* _GIVEN DATA_:
■ ■ ■ ■ ■ ■ ■

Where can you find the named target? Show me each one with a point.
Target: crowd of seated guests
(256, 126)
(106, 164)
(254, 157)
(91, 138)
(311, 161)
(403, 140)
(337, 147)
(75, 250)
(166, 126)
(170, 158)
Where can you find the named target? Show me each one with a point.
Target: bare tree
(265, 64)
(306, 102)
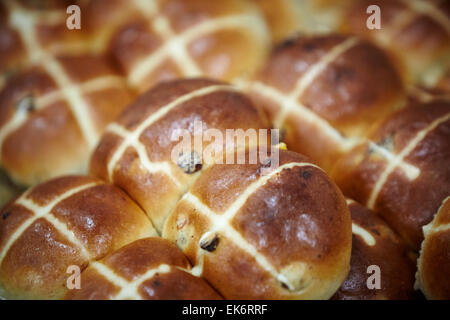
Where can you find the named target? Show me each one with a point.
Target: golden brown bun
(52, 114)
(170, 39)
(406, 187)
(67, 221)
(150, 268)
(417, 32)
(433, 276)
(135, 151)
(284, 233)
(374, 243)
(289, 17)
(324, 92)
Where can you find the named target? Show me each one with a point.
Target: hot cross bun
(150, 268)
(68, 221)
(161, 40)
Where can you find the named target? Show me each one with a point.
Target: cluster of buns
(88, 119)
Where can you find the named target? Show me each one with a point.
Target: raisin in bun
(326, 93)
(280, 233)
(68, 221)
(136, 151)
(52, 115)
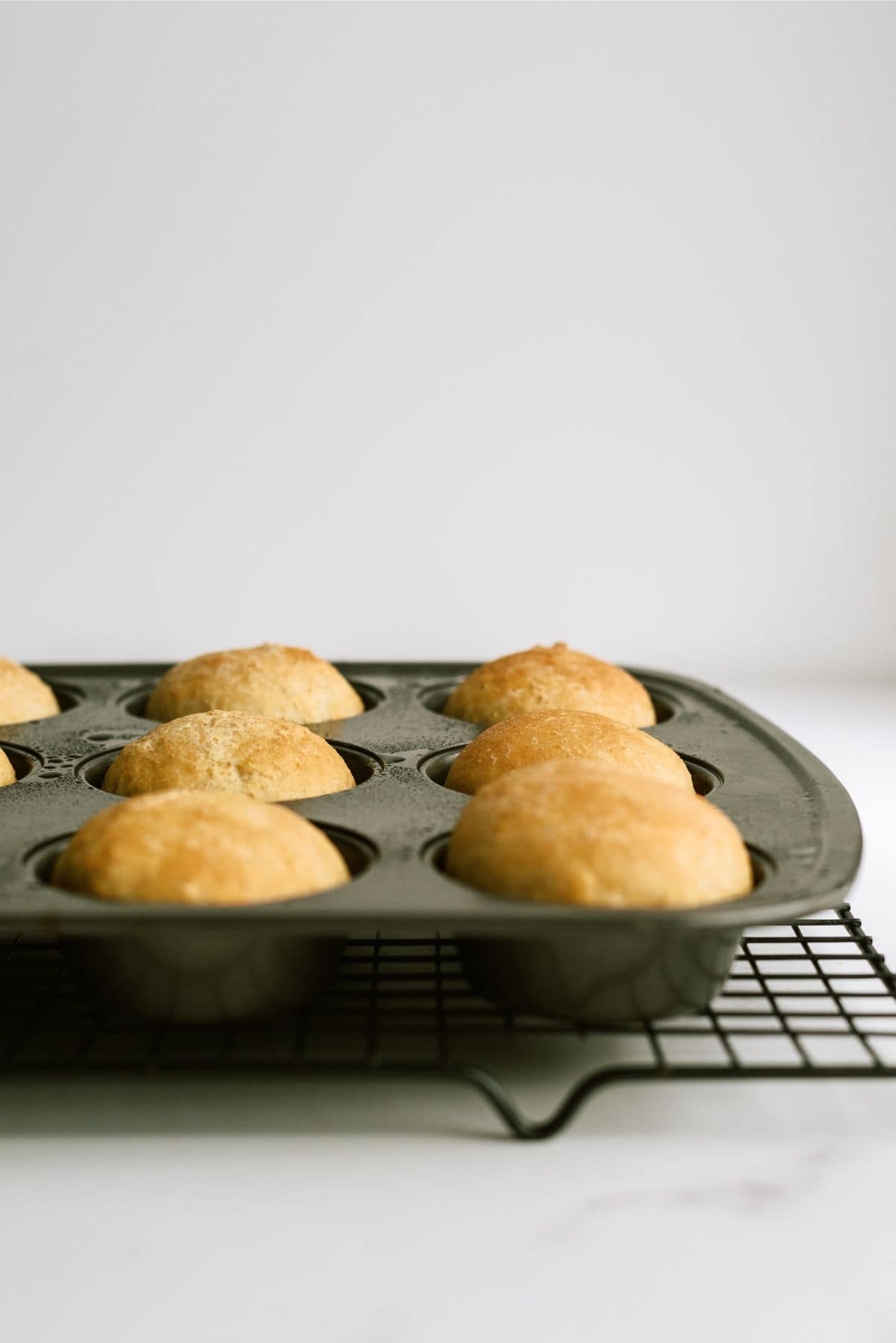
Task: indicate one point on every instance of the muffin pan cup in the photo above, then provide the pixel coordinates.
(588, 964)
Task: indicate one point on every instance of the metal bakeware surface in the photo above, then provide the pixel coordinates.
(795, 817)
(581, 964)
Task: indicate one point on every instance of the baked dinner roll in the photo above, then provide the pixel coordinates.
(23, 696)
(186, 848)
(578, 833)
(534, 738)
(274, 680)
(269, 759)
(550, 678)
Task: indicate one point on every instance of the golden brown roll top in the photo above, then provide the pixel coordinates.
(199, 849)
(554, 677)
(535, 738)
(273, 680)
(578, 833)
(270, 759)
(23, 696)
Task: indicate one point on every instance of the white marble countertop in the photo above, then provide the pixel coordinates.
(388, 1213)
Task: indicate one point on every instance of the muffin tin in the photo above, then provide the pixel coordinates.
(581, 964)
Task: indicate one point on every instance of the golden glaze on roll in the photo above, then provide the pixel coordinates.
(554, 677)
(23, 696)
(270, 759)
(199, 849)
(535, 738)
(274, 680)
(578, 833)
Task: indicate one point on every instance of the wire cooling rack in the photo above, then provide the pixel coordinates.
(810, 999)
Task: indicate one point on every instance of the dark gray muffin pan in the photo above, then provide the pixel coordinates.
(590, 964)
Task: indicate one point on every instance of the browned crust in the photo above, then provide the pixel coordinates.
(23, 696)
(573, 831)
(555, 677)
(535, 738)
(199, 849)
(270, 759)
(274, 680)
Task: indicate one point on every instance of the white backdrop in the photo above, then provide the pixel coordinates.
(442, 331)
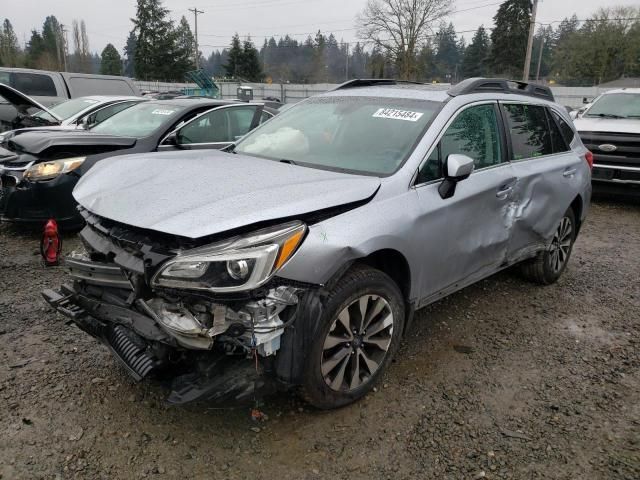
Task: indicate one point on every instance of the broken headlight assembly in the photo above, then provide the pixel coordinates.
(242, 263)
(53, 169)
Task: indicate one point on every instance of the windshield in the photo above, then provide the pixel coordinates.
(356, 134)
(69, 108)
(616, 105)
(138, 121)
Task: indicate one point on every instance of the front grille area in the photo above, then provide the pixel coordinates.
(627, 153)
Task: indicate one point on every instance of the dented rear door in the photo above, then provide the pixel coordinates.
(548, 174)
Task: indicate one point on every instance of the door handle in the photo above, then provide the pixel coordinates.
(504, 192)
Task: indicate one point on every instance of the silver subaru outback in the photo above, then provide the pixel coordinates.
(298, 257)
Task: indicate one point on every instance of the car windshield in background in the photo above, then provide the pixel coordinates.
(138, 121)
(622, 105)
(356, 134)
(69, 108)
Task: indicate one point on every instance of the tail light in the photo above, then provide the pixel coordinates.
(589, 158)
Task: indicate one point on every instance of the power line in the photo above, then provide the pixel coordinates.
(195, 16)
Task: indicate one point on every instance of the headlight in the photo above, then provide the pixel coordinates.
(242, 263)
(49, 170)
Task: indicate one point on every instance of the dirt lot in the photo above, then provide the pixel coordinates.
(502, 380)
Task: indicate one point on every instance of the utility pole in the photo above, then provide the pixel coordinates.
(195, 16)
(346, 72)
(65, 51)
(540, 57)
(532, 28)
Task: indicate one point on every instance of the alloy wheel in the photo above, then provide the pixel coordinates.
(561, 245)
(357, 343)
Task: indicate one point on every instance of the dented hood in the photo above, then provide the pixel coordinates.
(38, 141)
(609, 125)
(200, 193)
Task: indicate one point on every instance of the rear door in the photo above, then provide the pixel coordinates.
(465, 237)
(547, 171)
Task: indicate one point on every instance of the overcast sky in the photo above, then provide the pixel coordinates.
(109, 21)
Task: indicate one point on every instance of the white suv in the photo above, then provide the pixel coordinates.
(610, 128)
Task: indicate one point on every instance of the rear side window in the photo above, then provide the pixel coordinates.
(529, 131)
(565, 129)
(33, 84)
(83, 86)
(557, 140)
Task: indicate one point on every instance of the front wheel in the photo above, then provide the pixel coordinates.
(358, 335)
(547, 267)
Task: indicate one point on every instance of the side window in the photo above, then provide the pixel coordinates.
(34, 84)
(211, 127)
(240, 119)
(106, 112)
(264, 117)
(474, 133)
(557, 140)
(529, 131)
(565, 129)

■ ■ ■ ■ ■ ■ ■

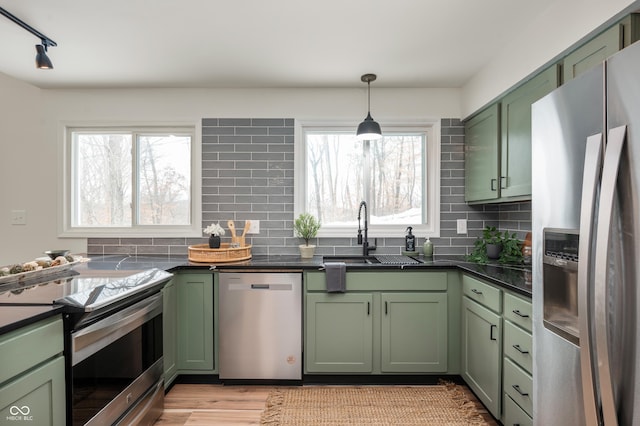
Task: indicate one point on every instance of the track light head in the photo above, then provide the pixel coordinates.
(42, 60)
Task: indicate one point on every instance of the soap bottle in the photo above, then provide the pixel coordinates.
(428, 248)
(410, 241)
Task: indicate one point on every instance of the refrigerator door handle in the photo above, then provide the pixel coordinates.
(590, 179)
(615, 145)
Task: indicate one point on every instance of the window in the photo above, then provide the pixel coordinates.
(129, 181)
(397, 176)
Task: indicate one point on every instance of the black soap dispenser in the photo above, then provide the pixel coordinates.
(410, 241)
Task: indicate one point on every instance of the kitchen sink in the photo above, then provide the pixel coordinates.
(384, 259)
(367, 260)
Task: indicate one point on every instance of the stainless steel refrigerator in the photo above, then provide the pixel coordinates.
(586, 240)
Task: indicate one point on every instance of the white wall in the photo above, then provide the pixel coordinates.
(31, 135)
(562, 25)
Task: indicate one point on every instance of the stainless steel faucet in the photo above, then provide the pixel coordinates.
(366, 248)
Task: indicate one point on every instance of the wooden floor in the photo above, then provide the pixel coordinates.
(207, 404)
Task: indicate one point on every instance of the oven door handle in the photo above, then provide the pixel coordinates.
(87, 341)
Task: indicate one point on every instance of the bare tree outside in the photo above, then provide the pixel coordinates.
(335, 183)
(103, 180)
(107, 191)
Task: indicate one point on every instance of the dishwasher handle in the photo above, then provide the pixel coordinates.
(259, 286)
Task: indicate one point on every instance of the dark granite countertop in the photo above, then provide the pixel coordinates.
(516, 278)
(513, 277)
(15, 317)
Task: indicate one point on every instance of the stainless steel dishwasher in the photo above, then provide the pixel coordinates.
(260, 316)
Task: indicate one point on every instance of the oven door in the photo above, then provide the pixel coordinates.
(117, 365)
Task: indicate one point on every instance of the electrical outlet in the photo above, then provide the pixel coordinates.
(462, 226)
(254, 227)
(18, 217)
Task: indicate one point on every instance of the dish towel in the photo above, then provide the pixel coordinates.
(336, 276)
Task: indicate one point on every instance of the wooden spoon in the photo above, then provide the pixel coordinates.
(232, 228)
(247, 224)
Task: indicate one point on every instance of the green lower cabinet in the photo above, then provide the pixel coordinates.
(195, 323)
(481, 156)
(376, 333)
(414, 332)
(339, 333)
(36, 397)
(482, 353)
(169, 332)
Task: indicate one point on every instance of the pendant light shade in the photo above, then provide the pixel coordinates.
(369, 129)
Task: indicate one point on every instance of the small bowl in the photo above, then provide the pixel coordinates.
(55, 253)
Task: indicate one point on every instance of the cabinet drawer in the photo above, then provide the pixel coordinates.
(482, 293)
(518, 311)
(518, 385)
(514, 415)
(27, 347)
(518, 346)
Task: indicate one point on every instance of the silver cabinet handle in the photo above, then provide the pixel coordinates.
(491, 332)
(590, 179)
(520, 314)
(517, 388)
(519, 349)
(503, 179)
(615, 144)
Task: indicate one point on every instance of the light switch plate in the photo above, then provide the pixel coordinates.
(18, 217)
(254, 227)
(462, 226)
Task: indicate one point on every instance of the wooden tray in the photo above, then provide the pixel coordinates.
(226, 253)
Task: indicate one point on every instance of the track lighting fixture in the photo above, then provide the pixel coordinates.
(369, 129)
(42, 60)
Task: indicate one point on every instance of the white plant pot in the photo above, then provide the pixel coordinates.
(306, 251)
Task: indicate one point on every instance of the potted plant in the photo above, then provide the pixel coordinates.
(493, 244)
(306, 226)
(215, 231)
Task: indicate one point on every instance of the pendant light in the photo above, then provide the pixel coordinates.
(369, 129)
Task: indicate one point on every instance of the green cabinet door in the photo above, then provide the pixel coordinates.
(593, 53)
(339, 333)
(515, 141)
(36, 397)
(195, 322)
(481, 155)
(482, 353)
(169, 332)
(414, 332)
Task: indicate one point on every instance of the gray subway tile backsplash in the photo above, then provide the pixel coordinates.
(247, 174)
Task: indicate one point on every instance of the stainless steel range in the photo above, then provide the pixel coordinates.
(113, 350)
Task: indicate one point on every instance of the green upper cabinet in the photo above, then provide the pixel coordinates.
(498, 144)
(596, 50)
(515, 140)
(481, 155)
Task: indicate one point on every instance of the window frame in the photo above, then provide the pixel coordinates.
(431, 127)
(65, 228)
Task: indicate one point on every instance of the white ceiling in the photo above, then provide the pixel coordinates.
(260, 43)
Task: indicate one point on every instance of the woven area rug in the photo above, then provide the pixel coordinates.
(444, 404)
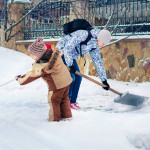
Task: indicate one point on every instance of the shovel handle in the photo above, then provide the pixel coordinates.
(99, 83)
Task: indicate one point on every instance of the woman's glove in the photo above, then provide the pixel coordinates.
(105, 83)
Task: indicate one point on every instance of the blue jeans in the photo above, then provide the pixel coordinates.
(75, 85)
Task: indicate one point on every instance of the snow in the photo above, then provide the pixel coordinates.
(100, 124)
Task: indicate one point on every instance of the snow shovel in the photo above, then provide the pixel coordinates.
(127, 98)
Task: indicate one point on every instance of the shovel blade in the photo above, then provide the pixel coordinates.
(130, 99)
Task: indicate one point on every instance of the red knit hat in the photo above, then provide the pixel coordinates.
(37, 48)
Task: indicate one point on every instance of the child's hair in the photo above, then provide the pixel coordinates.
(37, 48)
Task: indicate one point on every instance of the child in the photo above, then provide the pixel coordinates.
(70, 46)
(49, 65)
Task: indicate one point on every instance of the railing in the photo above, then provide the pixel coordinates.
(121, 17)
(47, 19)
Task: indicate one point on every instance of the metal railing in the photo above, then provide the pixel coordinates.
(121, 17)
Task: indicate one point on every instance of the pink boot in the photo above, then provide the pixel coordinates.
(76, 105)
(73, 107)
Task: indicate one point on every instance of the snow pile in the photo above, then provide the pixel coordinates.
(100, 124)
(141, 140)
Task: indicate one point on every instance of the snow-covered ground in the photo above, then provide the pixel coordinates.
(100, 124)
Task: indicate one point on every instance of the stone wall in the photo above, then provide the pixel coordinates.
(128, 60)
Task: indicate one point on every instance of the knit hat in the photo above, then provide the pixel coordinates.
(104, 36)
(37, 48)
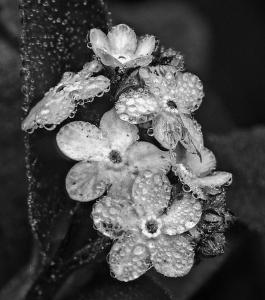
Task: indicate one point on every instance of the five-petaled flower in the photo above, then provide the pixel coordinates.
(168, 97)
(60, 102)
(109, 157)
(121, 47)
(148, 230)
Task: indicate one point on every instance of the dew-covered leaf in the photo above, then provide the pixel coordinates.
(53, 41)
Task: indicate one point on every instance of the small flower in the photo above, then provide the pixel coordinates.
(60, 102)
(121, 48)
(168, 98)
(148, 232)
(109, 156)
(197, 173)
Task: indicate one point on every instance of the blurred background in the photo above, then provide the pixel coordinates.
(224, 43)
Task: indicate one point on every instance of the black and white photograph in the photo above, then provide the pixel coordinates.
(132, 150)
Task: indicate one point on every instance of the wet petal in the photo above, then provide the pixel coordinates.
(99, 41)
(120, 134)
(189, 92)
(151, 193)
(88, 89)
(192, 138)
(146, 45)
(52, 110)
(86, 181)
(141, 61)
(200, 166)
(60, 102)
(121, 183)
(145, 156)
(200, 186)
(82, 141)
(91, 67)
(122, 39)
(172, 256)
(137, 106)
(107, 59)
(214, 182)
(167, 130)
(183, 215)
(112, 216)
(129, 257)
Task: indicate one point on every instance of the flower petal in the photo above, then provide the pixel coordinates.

■ ■ ■ ■ ■ ■ ■

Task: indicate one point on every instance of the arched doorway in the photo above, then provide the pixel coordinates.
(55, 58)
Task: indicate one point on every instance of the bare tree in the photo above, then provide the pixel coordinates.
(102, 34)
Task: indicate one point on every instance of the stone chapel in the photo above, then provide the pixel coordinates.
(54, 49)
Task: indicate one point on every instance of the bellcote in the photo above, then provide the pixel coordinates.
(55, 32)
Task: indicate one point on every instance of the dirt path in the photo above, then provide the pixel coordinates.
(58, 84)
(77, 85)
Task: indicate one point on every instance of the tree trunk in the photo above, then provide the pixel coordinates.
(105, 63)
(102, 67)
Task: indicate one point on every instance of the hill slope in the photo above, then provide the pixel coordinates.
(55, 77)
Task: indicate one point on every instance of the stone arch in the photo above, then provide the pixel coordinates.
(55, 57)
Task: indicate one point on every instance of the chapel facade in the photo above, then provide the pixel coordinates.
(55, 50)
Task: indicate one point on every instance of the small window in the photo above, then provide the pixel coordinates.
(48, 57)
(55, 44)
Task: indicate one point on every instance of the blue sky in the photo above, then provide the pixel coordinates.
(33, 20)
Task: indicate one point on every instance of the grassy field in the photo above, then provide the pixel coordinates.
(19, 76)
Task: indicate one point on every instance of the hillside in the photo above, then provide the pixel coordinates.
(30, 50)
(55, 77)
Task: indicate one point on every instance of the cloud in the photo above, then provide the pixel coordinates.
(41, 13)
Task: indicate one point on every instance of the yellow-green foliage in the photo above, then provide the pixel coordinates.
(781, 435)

■ ■ ■ ■ ■ ■ ■

* _TASK STATEMENT_:
Will you return exactly the lines above from the one with "Task: indicate one point on every instance of the small flower" down to the one with "Task: indicate one point on every instance of the flower", counting both as part of the range?

* _YOUR RESPONSE_:
Task: indicate one point on every instance of the small flower in the photo above, then provide the pixel coordinates.
(60, 102)
(121, 48)
(168, 98)
(148, 232)
(109, 156)
(197, 173)
Task: indicate one point on every instance of the blurred background in the photo above, then provide the pixel coordinates.
(224, 43)
Task: indicate one point on every instance of the black and white photograph in the photo above, then provide the pixel coordinates.
(132, 150)
Task: indicate one point on every instance of the wet petal in the photo above, then provide the pixel coordinates.
(99, 41)
(120, 134)
(189, 92)
(151, 193)
(88, 89)
(192, 138)
(146, 45)
(52, 110)
(86, 181)
(141, 61)
(200, 166)
(60, 102)
(121, 183)
(145, 156)
(200, 186)
(82, 141)
(91, 67)
(122, 39)
(172, 256)
(137, 106)
(107, 59)
(214, 182)
(167, 130)
(183, 215)
(112, 216)
(129, 257)
Task: indicate one point on every instance of the flower petal in the photo above, then provide the pixel coordinates.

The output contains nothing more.